Data for processing:

##############################

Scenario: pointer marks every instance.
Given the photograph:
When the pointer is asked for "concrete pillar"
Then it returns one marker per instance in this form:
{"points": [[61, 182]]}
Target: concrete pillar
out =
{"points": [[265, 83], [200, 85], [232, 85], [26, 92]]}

##############################

Given problem:
Rewrite these lines with "concrete pillar" swapped for "stone column", leaving everything else as it is.

Task response:
Scenario: pointer marks every instance.
Given the photograph:
When the pointer is asked for "stone column"
Then it returns one marker per instance in this form:
{"points": [[61, 182]]}
Target: stone column
out =
{"points": [[265, 83], [200, 85], [232, 85], [26, 92]]}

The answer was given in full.